PROBLEM STATEMENT
Which lines of the entries below run from the one holding "Query: lips" to the one holding "Can you find the green", inclusive? Set down exactly those lines and no others.

RECORDS SHOWN

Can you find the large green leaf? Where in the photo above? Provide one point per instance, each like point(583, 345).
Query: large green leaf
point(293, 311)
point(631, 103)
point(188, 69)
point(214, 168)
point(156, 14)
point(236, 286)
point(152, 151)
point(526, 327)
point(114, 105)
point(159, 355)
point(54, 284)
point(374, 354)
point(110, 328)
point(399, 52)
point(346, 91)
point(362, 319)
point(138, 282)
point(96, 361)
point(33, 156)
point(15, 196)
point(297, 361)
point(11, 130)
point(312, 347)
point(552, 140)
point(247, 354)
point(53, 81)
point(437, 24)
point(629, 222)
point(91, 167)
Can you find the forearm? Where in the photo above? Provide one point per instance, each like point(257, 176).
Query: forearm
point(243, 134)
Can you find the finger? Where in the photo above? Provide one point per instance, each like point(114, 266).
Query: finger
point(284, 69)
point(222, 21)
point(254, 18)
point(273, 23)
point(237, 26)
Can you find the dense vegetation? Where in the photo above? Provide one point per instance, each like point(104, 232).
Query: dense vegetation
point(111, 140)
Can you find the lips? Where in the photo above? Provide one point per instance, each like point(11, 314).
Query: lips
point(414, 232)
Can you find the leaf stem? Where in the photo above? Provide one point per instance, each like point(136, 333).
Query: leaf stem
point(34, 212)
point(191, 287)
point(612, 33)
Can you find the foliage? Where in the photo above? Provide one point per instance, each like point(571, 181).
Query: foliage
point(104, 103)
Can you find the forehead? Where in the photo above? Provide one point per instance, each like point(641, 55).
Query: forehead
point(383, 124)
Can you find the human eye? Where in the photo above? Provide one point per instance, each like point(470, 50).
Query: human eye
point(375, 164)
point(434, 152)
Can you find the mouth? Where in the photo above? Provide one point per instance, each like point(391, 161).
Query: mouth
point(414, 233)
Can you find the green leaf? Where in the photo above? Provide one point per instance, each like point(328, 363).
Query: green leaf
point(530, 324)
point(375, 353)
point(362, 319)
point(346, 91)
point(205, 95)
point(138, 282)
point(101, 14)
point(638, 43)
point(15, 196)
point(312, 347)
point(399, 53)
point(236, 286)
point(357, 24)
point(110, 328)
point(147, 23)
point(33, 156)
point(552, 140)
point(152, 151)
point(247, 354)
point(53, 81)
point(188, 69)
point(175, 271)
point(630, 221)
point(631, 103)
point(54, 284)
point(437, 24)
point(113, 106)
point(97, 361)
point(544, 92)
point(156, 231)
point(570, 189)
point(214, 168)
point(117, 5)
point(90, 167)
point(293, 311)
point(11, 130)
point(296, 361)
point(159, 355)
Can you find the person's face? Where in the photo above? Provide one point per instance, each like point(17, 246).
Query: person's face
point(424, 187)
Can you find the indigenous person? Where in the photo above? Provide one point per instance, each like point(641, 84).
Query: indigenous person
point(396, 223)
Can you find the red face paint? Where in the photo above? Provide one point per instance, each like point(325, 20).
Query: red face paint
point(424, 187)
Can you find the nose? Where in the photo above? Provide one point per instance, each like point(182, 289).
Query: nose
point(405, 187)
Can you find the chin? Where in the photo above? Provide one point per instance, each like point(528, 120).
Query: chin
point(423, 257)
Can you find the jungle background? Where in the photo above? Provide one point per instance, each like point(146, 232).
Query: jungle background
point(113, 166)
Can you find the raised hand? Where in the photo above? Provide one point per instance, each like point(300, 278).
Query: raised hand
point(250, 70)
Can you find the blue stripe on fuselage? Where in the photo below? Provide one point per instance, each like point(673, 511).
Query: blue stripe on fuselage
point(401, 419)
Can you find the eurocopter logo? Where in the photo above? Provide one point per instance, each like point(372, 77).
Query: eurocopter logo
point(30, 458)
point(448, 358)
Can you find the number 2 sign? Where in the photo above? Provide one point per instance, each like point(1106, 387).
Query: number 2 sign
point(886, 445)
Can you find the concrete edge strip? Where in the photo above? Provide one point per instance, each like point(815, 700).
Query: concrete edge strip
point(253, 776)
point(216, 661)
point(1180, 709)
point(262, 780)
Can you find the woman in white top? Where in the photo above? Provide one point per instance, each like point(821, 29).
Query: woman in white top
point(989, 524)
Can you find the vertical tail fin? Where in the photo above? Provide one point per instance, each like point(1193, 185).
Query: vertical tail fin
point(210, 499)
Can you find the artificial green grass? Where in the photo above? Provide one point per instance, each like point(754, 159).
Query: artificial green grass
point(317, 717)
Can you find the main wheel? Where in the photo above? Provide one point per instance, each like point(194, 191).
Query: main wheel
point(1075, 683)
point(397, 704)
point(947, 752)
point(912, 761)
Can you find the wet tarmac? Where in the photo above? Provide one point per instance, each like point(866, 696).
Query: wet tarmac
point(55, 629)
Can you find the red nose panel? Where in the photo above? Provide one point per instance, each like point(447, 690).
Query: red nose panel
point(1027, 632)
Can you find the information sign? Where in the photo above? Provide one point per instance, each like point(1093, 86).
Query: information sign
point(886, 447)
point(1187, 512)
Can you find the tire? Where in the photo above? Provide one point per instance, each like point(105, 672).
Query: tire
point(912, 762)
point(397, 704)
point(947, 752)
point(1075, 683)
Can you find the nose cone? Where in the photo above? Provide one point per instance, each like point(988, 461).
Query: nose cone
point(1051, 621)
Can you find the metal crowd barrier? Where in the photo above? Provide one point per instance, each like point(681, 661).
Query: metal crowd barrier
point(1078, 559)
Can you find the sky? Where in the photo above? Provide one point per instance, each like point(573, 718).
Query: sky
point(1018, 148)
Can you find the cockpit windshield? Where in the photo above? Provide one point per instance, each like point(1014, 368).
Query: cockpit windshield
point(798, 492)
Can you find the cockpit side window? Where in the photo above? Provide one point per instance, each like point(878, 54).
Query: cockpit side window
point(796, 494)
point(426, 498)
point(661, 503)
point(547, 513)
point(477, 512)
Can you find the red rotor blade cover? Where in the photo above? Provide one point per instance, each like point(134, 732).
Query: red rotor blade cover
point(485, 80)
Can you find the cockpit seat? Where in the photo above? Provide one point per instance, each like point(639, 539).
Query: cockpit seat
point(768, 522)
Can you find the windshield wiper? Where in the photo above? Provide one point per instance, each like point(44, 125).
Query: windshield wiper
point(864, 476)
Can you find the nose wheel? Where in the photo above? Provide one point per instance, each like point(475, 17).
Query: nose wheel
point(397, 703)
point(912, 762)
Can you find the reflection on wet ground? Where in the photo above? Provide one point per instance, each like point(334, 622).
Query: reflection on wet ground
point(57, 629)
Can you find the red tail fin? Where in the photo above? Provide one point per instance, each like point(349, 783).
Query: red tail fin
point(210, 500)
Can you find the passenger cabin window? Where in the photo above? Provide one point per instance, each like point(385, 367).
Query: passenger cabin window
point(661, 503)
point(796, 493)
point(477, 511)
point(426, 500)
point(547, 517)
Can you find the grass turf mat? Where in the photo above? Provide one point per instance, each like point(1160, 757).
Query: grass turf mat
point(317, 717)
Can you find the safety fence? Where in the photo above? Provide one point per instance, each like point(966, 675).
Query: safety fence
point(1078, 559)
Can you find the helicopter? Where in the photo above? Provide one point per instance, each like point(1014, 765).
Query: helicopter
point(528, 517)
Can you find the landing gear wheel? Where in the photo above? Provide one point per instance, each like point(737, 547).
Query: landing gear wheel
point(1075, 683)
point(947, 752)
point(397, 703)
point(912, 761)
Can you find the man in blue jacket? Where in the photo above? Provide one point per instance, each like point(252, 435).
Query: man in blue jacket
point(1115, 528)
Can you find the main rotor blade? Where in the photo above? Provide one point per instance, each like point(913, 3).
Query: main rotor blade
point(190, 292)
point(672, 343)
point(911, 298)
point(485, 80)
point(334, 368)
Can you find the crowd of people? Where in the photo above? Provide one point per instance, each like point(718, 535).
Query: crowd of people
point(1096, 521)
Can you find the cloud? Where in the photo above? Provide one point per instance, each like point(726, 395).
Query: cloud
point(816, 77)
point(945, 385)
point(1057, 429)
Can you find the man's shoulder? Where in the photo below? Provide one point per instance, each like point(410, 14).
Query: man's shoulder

SOLUTION FOR THIS PROBLEM
Query: lips
point(414, 232)
Can you find the leaf stem? Where in the photo above? Provide one point per instance, each like point(136, 333).
Query: leaf stem
point(34, 212)
point(191, 287)
point(612, 33)
Can you find the foliage? Where in the photo above? Provide one point per instance, each like point(571, 181).
Query: foliage
point(104, 103)
Can you find the forehead? Where in the photo above? Provide one point per instance, each like point(641, 55).
Query: forehead
point(383, 124)
Can you find the human eye? Where in the photo above? Provide one point per instance, each like point(470, 50).
Query: human eye
point(375, 164)
point(434, 152)
Can you find the mouth? Where in the photo above? Provide one point per instance, each like point(391, 161).
Query: mouth
point(414, 233)
Can you find the green leaf? Where in the photo above? Provide one point per instance, each like point(328, 363).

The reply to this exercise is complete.